25/01/2015

TOMISLAV



OS “CABOCLOS DE CARÚBAS”
Tomislav R. Femenick – Da diretoria do IHGRN. Mestre em economia, com extensão em sociologia e história.

O agrupamento de pessoas conhecido como “caboclos de Caraúbas” é formado por descendentes de Francisco de Souza Falcão, tenente-general português que chegou a Caraúbas por volta de 1745, trazendo uma carta de sesmarias (título de propriedade que os reis de Portugal davam aos novos povoadores) que lhe dava direitos sobre as terras da região. Vindo da cidade do Cabo, em Pernambuco, com familiares e alguns agregados ele se instalou às margens do Riacho das Carnaubeiras, um afluente do rio Apodi, onde formou uma fazenda de gado, origem da cidade de Caraúbas.
A família Souza Falcão exerceu a liderança política e econômica do lugar, até quando as perdeu para os Fernandes Pimenta. Desde então os seus descendentes passaram a viver nas localidades Pedras, Retiro, Baixa Grande, Defuntos, Cachoeira e, principalmente, Mirandas, vivendo com um mínimo contato com outras pessoas que não os do seu grupo. Hoje esse isolamento está quebrado e os “caboclos” se miscigenaram com os outros moradores da região, subsistindo apenas na tradição de alguns pequenos grupos.
Como resultado desse isolamento (enquanto houve) e dos casamentos endogâmicos (entre familiares), alguns deles apresentavam atrofia nas juntas ósseas, membros superiores bem maiores do que o normal, bem como alterações nas articulações das palavras e pouco desenvolvimento cognitivo. Na segunda metade do século passado foram registrados alguns casos mais graves de anomalias físicas, inclusive um de hermafroditismo.

POR HERANÇA OU POR TOPONÍMIA?

Subsiste um aspecto a ser resolvido. Talvez baseadas no fato de que a palavra “caboclo” designa um individuo nascido da união de índios e brancos, algumas pessoas dizem que os “caboclos de Caraúbas” são descendentes de índios, chegando a identificar na sua linhagem Felipe Camarão, o índio herói nacional da resistência à invasão holandesa.
Todavia, os próprios “caboclos de Caraúbas” não se identificam como tal e atribuem essa designação ao fato de seus ancestrais serem provenientes da Cidade do Cabo. Para complicar mais ainda essa problemática, no Município de Caraúbas e nos que ficam em seu entorno há uma grande população autenticamente resultado da miscigenação de índios com brancos, notadamente nos sítio Cachoeira e Apanha-Peixe.

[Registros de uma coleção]
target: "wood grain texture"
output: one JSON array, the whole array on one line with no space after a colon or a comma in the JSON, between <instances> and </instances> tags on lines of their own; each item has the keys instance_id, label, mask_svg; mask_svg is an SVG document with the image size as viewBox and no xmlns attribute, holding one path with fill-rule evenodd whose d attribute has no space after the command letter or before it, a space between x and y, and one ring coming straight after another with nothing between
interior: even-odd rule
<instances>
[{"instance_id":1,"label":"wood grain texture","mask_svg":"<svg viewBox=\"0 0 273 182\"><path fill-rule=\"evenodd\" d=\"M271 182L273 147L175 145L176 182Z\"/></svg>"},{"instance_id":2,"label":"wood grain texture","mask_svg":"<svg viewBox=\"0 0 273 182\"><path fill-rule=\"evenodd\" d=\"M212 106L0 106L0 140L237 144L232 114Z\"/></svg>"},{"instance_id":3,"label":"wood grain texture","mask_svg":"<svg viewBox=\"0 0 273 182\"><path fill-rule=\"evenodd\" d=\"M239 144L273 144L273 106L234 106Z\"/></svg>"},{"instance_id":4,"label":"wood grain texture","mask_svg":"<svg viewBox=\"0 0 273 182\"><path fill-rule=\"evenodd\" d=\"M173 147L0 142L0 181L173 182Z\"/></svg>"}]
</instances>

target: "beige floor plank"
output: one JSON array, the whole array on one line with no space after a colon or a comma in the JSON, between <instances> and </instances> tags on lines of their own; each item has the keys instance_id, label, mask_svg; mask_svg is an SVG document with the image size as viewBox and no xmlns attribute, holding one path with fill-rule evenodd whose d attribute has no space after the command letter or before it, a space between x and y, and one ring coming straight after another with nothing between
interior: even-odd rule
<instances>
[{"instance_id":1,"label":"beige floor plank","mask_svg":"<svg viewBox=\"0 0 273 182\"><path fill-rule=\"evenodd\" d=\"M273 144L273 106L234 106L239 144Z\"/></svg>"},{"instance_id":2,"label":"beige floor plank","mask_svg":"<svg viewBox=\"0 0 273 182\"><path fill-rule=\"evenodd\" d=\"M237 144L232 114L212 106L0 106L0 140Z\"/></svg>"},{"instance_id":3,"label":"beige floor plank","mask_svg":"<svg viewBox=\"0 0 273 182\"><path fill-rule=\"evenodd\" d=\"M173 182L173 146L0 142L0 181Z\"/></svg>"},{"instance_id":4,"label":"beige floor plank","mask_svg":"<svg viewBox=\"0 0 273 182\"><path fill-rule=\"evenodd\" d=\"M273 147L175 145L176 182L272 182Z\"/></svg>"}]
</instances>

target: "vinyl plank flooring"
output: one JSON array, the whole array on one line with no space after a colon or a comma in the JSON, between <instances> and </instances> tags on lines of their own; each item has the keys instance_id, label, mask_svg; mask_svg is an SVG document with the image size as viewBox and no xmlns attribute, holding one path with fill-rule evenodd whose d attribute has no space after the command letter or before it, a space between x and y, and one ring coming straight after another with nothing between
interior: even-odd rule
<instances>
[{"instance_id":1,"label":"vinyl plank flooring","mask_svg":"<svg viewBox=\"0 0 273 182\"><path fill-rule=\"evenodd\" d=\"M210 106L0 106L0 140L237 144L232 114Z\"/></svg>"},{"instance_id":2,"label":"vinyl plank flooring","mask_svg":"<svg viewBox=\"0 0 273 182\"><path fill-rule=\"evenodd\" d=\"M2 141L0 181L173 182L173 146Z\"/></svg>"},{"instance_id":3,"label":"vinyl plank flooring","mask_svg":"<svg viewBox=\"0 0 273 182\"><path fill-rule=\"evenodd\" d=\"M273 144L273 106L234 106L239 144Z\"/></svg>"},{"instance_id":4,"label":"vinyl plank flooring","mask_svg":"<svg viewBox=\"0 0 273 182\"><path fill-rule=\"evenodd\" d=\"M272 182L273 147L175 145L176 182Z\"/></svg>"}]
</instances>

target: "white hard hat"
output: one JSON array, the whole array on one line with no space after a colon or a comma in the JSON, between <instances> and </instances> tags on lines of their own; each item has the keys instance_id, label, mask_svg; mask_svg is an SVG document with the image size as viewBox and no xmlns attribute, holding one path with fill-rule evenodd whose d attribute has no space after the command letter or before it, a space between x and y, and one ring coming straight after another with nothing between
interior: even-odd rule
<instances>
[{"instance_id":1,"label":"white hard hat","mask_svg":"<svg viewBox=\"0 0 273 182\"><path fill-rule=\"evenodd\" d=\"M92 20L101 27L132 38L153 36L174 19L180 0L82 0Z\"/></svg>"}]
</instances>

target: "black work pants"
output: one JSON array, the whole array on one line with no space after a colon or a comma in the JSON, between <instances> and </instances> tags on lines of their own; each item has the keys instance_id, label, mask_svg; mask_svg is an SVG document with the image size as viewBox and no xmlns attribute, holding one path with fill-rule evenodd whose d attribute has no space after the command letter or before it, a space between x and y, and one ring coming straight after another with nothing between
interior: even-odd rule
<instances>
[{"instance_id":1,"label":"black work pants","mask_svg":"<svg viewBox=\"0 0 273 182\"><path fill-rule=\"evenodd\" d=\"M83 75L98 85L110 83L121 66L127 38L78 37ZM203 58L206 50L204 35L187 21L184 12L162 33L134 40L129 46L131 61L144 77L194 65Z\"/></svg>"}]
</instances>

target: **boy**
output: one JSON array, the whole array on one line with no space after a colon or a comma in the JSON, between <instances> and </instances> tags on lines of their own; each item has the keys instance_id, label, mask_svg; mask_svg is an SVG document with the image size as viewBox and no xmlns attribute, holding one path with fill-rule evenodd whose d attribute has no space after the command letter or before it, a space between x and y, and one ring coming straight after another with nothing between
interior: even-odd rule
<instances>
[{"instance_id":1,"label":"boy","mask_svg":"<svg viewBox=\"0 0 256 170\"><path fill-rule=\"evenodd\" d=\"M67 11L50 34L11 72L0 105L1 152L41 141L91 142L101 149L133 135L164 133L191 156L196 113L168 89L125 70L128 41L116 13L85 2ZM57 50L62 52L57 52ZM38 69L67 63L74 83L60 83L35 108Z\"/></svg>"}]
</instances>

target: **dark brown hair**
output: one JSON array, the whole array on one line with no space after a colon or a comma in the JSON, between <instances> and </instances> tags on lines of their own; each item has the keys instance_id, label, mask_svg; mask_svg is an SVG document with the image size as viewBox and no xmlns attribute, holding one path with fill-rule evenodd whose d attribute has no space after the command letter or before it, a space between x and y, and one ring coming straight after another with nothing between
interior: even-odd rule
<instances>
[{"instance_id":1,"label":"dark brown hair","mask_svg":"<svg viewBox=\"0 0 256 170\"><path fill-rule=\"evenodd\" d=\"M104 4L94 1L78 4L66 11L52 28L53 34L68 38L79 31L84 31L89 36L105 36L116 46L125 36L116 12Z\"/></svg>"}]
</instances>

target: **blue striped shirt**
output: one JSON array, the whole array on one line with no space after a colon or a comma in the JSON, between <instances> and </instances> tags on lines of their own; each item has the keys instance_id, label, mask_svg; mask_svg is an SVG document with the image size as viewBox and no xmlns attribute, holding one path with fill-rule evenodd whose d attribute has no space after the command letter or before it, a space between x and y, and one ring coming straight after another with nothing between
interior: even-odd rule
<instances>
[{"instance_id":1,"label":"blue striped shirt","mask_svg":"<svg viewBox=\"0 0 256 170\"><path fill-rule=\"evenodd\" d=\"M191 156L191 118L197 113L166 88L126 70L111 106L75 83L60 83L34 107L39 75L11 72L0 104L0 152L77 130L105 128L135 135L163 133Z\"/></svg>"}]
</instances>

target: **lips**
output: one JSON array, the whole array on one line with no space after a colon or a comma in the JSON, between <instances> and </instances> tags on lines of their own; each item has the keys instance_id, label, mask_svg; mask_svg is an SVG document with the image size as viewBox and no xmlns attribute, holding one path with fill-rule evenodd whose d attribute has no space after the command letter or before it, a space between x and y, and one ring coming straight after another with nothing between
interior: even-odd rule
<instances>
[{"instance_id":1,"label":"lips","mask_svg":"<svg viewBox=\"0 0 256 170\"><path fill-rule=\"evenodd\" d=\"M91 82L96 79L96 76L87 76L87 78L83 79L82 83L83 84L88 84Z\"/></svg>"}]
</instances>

*Enunciado*
Responda com base no texto sobre os caboclos de Caraúbas:
1. Por volta de que ano Francisco de Souza Falcão chegou a Caraúbas?
2. Para qual família os Souza Falcão perderam a liderança política e econômica do lugar?
3. A que os próprios "caboclos de Caraúbas" atribuem essa designação?

*Resposta correta*
1. Por volta de 1745.
2. Para os Fernandes Pimenta.
3. Ao fato de seus ancestrais serem provenientes da Cidade do Cabo.